We want to help you and your new pet live long, healthy lives together. Start here!

Selecting a Pet
Set yourself up for success. Think about your family’s lifestyle, financial situation, space restrictions and time limitations to ensure you choose the right breed, size and activity level for your new pet. Some questions to ask yourself, include:

• Who will be the primary caregiver? This person will need to feed/provide water, exercise, take the pet to the veterinarian, groom and play with the animal. Are they ready?

• Can I afford it? Pet food, toys, medical care and other supplies can add up. Prepare a budget and allocate necessary funds for your new pet’s needs. Estimates indicate it costs approximately $400-$700 per year to care for a dog or cat.

• Does my family work or go to school for more than 8 hours per day? Dogs should not be left alone for long periods of time. They need to go potty outside! Dogs can often suffer from boredom if left alone, and boredom may escalate to unwanted behavior. Can you hire a dog walker?

• Do I live in an apartment or a house with a yard? A cat or a small breed of dog may be better suited for smaller spaces. Always check pet policies, including size and breed restrictions, with your landlord prior to adopting a new pet.

• Do I have children? Not all pets enjoy the company of children, or they may do well with older children rather than toddlers. It is important to introduce your children to your potential new pet prior to adopting to watch the pet’s reaction. You can also allow your children to interact with pets of friends or family to guide them on how to properly pet and play with a dog or cat. Children and pets should be introduced slowly and the pet should be given the space and time he or she needs. Never allow children to interact with eating or sleeping pets.

**Exercise instructions**.
Carry on the pet selection guide from where it stops. The material that comes next is separate from the pet care text above.

**Material provided**.
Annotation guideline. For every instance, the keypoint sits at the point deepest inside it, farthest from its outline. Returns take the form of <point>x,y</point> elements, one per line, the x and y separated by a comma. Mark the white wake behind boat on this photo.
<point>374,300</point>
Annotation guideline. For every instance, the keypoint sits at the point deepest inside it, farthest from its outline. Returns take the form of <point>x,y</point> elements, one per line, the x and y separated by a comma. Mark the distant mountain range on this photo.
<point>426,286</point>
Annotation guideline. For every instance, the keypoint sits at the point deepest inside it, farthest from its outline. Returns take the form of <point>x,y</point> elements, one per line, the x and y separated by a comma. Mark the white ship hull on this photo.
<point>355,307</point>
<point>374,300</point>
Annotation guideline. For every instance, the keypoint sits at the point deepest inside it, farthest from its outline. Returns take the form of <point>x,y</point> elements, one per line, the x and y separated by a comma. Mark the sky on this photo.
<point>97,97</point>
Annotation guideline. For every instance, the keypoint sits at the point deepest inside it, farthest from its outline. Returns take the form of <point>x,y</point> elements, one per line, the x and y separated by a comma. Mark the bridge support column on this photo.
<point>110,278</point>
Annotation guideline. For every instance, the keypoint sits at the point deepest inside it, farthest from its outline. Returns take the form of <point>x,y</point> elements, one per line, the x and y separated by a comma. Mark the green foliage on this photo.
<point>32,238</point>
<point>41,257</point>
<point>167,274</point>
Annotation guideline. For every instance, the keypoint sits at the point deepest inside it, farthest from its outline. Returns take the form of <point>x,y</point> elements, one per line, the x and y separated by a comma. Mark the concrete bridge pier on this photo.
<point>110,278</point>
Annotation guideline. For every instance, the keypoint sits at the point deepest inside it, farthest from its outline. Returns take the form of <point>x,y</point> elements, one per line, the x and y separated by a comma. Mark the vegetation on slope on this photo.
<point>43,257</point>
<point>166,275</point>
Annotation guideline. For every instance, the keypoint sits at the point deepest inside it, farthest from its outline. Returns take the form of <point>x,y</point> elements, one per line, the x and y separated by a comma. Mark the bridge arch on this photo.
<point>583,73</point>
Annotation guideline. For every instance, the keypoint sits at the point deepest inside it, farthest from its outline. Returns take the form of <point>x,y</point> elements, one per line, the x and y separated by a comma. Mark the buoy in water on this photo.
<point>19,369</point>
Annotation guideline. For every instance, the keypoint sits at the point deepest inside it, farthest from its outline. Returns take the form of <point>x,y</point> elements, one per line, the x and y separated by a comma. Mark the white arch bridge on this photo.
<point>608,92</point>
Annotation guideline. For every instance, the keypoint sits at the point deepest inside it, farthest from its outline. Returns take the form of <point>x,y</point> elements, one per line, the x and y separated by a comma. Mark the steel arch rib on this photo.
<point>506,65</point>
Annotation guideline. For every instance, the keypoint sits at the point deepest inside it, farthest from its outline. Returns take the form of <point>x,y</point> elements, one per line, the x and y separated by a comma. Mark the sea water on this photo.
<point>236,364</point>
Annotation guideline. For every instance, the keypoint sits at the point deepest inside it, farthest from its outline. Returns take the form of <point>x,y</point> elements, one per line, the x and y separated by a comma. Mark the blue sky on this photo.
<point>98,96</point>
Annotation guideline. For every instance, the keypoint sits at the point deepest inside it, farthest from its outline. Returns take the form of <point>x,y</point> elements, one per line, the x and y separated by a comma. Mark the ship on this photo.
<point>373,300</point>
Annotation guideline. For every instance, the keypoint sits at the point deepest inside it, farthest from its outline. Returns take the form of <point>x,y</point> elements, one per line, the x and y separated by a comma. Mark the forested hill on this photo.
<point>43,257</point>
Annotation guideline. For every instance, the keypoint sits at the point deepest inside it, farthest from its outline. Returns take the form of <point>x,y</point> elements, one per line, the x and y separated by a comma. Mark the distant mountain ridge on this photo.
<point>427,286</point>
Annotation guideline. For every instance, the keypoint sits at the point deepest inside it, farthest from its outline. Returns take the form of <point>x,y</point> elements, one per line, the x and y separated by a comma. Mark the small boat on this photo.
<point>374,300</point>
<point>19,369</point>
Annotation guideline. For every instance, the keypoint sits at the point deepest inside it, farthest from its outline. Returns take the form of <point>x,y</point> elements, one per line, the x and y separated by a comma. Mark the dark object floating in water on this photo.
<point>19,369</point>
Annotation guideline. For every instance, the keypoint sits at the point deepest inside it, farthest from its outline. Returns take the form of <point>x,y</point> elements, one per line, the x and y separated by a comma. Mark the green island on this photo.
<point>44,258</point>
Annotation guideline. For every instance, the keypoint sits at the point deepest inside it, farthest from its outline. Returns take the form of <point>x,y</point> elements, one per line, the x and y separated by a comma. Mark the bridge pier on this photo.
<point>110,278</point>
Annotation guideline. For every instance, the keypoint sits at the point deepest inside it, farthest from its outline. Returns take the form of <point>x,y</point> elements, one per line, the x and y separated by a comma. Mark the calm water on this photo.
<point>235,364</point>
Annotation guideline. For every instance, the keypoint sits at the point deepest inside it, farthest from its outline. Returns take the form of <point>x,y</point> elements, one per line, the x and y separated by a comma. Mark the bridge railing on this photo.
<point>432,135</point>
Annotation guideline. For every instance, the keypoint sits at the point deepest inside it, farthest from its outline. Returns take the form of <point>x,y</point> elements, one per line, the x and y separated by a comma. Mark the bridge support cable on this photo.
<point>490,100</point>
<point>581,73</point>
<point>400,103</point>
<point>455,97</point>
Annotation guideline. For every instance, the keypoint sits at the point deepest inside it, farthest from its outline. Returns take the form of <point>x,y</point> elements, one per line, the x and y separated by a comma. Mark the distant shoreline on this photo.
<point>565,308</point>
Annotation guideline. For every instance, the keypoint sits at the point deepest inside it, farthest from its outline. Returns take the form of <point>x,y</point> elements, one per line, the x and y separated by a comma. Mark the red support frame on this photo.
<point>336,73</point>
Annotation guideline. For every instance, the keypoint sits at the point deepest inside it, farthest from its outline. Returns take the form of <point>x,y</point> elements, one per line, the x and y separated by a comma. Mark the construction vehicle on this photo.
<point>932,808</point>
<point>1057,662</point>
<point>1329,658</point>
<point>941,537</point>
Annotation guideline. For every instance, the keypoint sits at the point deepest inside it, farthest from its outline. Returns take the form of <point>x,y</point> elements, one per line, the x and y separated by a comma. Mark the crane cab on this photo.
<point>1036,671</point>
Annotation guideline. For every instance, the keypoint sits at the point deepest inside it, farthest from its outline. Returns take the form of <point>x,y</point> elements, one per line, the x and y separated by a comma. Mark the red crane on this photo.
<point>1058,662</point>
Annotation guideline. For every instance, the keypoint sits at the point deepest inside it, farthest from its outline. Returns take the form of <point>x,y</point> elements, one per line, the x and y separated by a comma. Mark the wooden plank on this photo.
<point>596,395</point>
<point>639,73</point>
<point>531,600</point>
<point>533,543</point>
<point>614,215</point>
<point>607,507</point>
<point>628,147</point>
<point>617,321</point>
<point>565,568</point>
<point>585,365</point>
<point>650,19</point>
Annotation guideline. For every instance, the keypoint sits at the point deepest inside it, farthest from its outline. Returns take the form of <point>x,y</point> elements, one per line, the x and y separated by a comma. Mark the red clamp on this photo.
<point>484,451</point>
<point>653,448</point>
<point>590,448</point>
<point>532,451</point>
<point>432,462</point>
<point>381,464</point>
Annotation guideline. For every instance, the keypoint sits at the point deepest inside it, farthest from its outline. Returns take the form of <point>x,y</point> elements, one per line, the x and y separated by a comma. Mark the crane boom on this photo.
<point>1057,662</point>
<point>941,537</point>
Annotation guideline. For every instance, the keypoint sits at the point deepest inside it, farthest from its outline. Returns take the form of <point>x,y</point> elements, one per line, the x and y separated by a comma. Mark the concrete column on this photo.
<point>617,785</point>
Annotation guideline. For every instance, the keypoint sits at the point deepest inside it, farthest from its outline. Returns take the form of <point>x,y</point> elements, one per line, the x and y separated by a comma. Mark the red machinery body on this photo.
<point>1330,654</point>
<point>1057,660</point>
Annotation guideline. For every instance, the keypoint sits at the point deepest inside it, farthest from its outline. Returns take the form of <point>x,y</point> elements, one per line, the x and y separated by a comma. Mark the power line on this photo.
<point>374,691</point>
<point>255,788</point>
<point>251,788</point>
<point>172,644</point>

**Exercise response**.
• Do I have other pets? Be prepared for some disagreements between your new siblings. This is normal but can be minimized with slow, controlled introductions between pets. Pick up toys and food to reduce possessiveness. For dogs, try the first introduction in a more neutral place like a dog park or backyard vs. at the front door. For cats, it’s helpful to have a defined space for each cat. New pets and existing pets should be kept separate for the first several days, and new pets should never be left alone with existing pets until fully assimilated into the family.

• Will I be willing to exercise the pet regularly? All dogs need regular exercise, but puppies, large breed and active dogs need exercise daily to ensure good behavior and health. Walks, visits to the dog park and fetch sessions are good ways to ensure a happy, healthy dog. Cats need stimulation, such as with toys, furry mice or climbing structures, to keep them fit and happy.

• Am I In It for the Long Haul? Many pets can live 15 years or more. During this time, you may move, change jobs or experience other life changes. In addition, your pet may have medical or behavior issues arise. Are you willing to commit to your new pet and ensure he or she stays with your family through all of it?

Preparing Your Home
Dogs and cats need a cozy place to sleep, food and water bowls, treats, toys and a collar, among other things. For dogs, you’ll need a leash. Consider a crate as well. Crate training is helpful for housebreaking puppies or for dogs being introduced into a new environment. Having the right supplies on hand reduces stress for everyone!

Selecting a Veterinarian
All pets need regular medical care and should be vaccinated annually. Ask friends and family with pets for a recommendation or look for a great vet.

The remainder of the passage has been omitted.